-- Votre tâche --
Recopiez à l'identique le passage de l'extrait de la décision qui commence aux mots "- les plans" et s'arrête après les mots "de justice administrative.".

-- Extrait source --
══════════
France | France, Cour administrative d'appel, 1ère chambre, 28 décembre 2023, 23MA01522


Vu la procédure suivante :



Procédure contentieuse antérieure :



La SCI La Colombière a demandé au tribunal administratif de Nice d'annuler l'arrêté du 25 juillet 2019 par lequel le maire d'Antibes-Juan-les-Pins ne s'est pas opposé à la déclaration préalable déposée par la SCI Juan-Les Pins portant sur le remplacement de deux portes-fenêtres par des portes-fenêtres à galandage dans un appartement situé au deuxième étage de la villa Stella Maris, 21 boulevard Edouard Baudouin à Juan-les-Pins.



Par un jugement

n° 1904567 du 10 mai 2023, le tribunal administratif de Nice a rejeté sa demande.





Procédur...

Vu la procédure suivante :

Procédure contentieuse antérieure :

La SCI La Colombière a demandé au tribunal administratif de Nice d'annuler l'arrêté du 25 juillet 2019 par lequel le maire d'Antibes-Juan-les-Pins ne s'est pas opposé à la déclaration préalable déposée par la SCI Juan-Les Pins portant sur le remplacement de deux portes-fenêtres par des portes-fenêtres à galandage dans un appartement situé au deuxième étage de la villa Stella Maris, 21 boulevard Edouard Baudouin à Juan-les-Pins.

Par un jugement n° 1904567 du 10 mai 2023, le tribunal administratif de Nice a rejeté sa demande.

Procédure devant la Cour :

Par une requête enregistrée le 15 juin 2023, la SCI La Colombière, représentée par Me Sapira, demande à la Cour :

1°) d'annuler le jugement du 10 mai 2023 du tribunal administratif de Nice ;

2°) d'annuler l'arrêté du 25 juillet 2019 du maire d'Antibes-Juan-les-Pins ;

3°) de mettre à la charge solidaire de la commune d'Antibes-Juan-les-Pins et de la SCI Juan-les-Pins la somme de 5 000 euros au titre de l'article L. 761-1 du code de justice administrative ;

Elle soutient que :

- elle justifie d'un intérêt à agir en sa qualité de propriétaire d'un appartement dans une villa protégée au titre de l'article L. 151-19 du code de l'urbanisme et du plan de valorisation de l'architecture et du patrimoine d'Antibes s'agissant de travaux qui portent atteinte à l'harmonie de ce bâtiment ;

- la décision attaquée méconnaît l'article 9 du règlement du plan local d'urbanisme d'Antibes-Juan-Les-Pins ;

- les plans de la déclaration de travaux ne correspondent pas à la réalité des travaux effectués, la déclaration qui a pour objet de régulariser ces travaux revêt dans ces conditions un caractère frauduleux ;

- l'arrêté attaqué méconnaît le règlement du site patrimonial remarquable d'Antibes-Juan-les-Pins.

Par un mémoire en défense enregistré le 9 août 2023, la commune d'Antibes-Juan-Les-Pins, représentée par Me Pontier, conclut au rejet de la requête et à ce que soit mise à la charge de la SCI La Colombière la somme de 3 000 euros au titre de l'article L. 761-1 du code de justice administrative.
══════════
Données enregistrées
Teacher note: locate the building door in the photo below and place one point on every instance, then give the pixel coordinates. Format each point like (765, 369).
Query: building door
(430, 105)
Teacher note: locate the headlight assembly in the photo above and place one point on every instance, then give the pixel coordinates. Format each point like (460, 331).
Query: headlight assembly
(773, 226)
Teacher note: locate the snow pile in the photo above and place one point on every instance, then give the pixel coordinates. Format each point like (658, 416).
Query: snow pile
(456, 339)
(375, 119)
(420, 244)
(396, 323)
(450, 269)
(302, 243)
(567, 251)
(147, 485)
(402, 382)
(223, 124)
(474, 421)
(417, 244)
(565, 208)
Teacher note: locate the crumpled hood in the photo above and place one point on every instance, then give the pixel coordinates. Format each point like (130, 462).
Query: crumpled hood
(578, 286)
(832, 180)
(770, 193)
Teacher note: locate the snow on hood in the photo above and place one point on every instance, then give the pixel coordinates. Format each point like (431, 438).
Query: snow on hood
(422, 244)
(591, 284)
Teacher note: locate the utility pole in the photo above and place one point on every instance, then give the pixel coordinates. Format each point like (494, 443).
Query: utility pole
══════════
-- Réponse attendue --
- les plans de la déclaration de travaux ne correspondent pas à la réalité des travaux effectués, la déclaration qui a pour objet de régulariser ces travaux revêt dans ces conditions un caractère frauduleux ;

- l'arrêté attaqué méconnaît le règlement du site patrimonial remarquable d'Antibes-Juan-les-Pins.

Par un mémoire en défense enregistré le 9 août 2023, la commune d'Antibes-Juan-Les-Pins, représentée par Me Pontier, conclut au rejet de la requête et à ce que soit mise à la charge de la SCI La Colombière la somme de 3 000 euros au titre de l'article L. 761-1 du code de justice administrative.